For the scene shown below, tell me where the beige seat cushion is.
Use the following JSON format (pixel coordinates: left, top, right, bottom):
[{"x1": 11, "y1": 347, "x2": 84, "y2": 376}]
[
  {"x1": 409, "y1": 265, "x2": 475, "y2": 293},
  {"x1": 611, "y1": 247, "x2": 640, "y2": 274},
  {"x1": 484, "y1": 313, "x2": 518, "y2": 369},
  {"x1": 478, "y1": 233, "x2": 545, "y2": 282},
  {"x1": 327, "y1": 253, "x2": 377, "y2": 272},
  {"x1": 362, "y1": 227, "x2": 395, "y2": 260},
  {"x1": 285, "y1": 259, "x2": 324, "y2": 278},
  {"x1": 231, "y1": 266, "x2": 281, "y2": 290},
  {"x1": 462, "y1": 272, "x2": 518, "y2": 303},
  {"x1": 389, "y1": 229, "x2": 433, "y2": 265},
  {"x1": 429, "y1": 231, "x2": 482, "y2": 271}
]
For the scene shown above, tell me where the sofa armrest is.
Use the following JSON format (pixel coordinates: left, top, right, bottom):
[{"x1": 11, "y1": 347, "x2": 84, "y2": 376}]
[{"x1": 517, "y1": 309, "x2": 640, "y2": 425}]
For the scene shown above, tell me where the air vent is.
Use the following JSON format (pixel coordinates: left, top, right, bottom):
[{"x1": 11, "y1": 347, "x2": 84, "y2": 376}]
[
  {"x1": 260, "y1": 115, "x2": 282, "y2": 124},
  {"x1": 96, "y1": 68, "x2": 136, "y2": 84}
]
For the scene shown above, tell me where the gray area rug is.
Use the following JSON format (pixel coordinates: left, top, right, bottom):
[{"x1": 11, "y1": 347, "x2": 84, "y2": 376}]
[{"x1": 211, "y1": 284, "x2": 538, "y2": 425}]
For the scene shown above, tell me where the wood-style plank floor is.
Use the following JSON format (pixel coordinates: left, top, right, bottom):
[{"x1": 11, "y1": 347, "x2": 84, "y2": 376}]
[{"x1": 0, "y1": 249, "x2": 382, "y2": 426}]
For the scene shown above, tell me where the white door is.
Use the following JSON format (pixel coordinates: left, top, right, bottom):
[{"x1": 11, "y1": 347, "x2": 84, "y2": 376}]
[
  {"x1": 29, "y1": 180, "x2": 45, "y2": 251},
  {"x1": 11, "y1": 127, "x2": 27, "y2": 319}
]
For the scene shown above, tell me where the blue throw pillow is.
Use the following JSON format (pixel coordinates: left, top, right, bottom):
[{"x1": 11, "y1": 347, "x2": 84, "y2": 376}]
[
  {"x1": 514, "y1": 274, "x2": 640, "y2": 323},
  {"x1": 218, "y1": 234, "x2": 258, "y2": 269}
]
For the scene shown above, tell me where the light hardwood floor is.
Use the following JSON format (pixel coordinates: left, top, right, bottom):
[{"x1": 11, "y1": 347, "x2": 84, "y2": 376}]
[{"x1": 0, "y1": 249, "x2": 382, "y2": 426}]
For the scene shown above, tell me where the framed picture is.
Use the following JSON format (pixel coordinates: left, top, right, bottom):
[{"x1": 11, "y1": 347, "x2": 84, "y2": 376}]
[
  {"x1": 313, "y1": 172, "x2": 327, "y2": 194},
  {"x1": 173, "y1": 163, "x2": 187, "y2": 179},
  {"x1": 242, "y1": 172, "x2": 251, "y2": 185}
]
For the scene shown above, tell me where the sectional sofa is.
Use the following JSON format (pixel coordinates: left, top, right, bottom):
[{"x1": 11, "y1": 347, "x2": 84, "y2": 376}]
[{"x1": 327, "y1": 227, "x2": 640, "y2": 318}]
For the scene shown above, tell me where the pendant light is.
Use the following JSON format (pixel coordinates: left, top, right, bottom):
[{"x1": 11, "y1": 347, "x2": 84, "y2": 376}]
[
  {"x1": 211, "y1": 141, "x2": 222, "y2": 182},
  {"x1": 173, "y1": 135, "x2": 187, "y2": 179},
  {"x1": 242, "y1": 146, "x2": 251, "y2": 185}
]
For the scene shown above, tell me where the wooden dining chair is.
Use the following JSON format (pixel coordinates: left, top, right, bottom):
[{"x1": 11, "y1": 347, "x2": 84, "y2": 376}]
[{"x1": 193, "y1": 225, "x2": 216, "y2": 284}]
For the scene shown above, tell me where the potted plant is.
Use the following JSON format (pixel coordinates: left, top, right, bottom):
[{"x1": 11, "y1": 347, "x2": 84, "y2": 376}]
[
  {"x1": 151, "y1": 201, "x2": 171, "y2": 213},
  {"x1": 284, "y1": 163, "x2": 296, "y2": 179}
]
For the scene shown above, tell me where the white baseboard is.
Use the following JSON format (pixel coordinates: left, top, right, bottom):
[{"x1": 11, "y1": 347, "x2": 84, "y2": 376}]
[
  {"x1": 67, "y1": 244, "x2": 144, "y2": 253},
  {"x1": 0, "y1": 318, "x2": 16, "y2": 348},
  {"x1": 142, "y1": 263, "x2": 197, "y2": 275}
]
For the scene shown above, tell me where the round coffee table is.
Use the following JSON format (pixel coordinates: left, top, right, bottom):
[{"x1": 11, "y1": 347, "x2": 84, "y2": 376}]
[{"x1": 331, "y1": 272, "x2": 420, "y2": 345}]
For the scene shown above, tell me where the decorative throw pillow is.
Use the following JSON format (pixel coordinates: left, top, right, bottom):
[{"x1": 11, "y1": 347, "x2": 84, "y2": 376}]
========================================
### [To be done]
Retype all of the records above word for word, line for line.

### [In response]
For the scene shown below, tell me where the beige seat cushion is.
Use the following JSON format (pixel coordinates: left, top, right, bottom):
[{"x1": 11, "y1": 347, "x2": 84, "y2": 376}]
[
  {"x1": 409, "y1": 265, "x2": 475, "y2": 293},
  {"x1": 611, "y1": 247, "x2": 640, "y2": 274},
  {"x1": 484, "y1": 313, "x2": 518, "y2": 369},
  {"x1": 478, "y1": 233, "x2": 545, "y2": 282},
  {"x1": 327, "y1": 253, "x2": 377, "y2": 272},
  {"x1": 362, "y1": 227, "x2": 395, "y2": 260},
  {"x1": 285, "y1": 259, "x2": 324, "y2": 278},
  {"x1": 231, "y1": 266, "x2": 281, "y2": 290},
  {"x1": 462, "y1": 272, "x2": 518, "y2": 303},
  {"x1": 389, "y1": 229, "x2": 433, "y2": 265},
  {"x1": 429, "y1": 231, "x2": 482, "y2": 271}
]
For the scene shown above, tell me where the sofa armrest is.
Use the following JSON format (pixel coordinates: left, top, right, bottom):
[{"x1": 11, "y1": 347, "x2": 84, "y2": 376}]
[{"x1": 517, "y1": 309, "x2": 640, "y2": 425}]
For the scene shown above, tell me where the air vent is.
Use the following JSON format (pixel coordinates: left, top, right, bottom):
[{"x1": 11, "y1": 347, "x2": 84, "y2": 376}]
[
  {"x1": 260, "y1": 115, "x2": 282, "y2": 124},
  {"x1": 96, "y1": 68, "x2": 136, "y2": 84}
]
For the scene shown above, tell me where the gray area rug is.
Use the following JSON format (pixel coordinates: left, top, right, bottom):
[{"x1": 11, "y1": 347, "x2": 84, "y2": 376}]
[{"x1": 211, "y1": 284, "x2": 538, "y2": 425}]
For the scene shown above, tell me where the wood-style plank floor is.
Use the following JSON format (pixel coordinates: left, top, right, bottom):
[{"x1": 11, "y1": 347, "x2": 84, "y2": 376}]
[{"x1": 0, "y1": 249, "x2": 382, "y2": 426}]
For the scene shown above, tell me where the white door is.
Use the following JSON format (pixel coordinates: left, top, right, bottom):
[{"x1": 11, "y1": 347, "x2": 84, "y2": 376}]
[
  {"x1": 29, "y1": 180, "x2": 45, "y2": 251},
  {"x1": 11, "y1": 127, "x2": 27, "y2": 319}
]
For the scene shown above, tell me where the blue throw pillow is.
Use the following JSON format (pixel coordinates: left, top, right, bottom):
[{"x1": 11, "y1": 347, "x2": 84, "y2": 376}]
[
  {"x1": 514, "y1": 274, "x2": 640, "y2": 323},
  {"x1": 218, "y1": 234, "x2": 258, "y2": 269}
]
For the scene shown above, tell me where the light hardwood floor is.
Use the following JSON format (pixel coordinates: left, top, right, bottom):
[{"x1": 11, "y1": 347, "x2": 84, "y2": 376}]
[{"x1": 0, "y1": 249, "x2": 382, "y2": 426}]
For the scene shown above, tell me where the framed picture is.
Use the following JSON format (pixel coordinates: left, top, right, bottom):
[{"x1": 11, "y1": 347, "x2": 84, "y2": 376}]
[
  {"x1": 313, "y1": 172, "x2": 327, "y2": 194},
  {"x1": 173, "y1": 163, "x2": 187, "y2": 179},
  {"x1": 242, "y1": 172, "x2": 251, "y2": 185}
]
For the scene shown above, tell me where the sectional sofa is.
Use the following JSON format (pixel coordinates: left, top, right, bottom):
[{"x1": 11, "y1": 347, "x2": 84, "y2": 376}]
[{"x1": 327, "y1": 227, "x2": 640, "y2": 318}]
For the scene shown above, tell me where the pendant light is.
Use the following JSON format (pixel coordinates: left, top, right, bottom):
[{"x1": 11, "y1": 347, "x2": 84, "y2": 376}]
[
  {"x1": 211, "y1": 141, "x2": 222, "y2": 182},
  {"x1": 173, "y1": 135, "x2": 187, "y2": 179},
  {"x1": 242, "y1": 146, "x2": 251, "y2": 185}
]
For the scene shown above, tell me where the wooden dining chair is.
Use the following JSON format (pixel coordinates: left, top, right, bottom):
[{"x1": 11, "y1": 347, "x2": 84, "y2": 376}]
[{"x1": 193, "y1": 225, "x2": 216, "y2": 284}]
For the scene shown above, tell me where the potted plant is.
Use the following JSON format (pixel coordinates: left, top, right, bottom):
[{"x1": 11, "y1": 347, "x2": 84, "y2": 376}]
[
  {"x1": 151, "y1": 201, "x2": 171, "y2": 213},
  {"x1": 284, "y1": 163, "x2": 296, "y2": 179}
]
For the scene shown above, tell me where the white baseboard is.
Use the following JSON format (pixel coordinates: left, top, right, bottom):
[{"x1": 11, "y1": 347, "x2": 84, "y2": 376}]
[
  {"x1": 67, "y1": 244, "x2": 144, "y2": 253},
  {"x1": 0, "y1": 318, "x2": 16, "y2": 348},
  {"x1": 142, "y1": 263, "x2": 197, "y2": 275}
]
For the scene shown above, tell me where the round coffee table is.
Use the following JSON format (pixel coordinates: left, top, right, bottom):
[{"x1": 11, "y1": 347, "x2": 84, "y2": 376}]
[{"x1": 331, "y1": 272, "x2": 420, "y2": 345}]
For the scene shown above, tell me where the decorative throw pillow is.
Use the following JSON format (pixel coordinates: left, top, right, bottom):
[{"x1": 11, "y1": 347, "x2": 84, "y2": 376}]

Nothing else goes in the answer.